Stated exercise: Copy the data below with every "red car" changed to "blue truck", keeping everything else the same.

Information shown:
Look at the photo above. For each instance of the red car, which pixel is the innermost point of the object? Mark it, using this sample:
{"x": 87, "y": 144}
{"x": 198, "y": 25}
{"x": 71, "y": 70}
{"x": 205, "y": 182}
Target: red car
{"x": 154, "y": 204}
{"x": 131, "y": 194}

Task output:
Look at the photo above. For each instance of the blue truck, which pixel is the innermost point of the object? Mark it, using this sample:
{"x": 87, "y": 144}
{"x": 198, "y": 25}
{"x": 71, "y": 70}
{"x": 205, "y": 182}
Target: blue truck
{"x": 154, "y": 204}
{"x": 131, "y": 194}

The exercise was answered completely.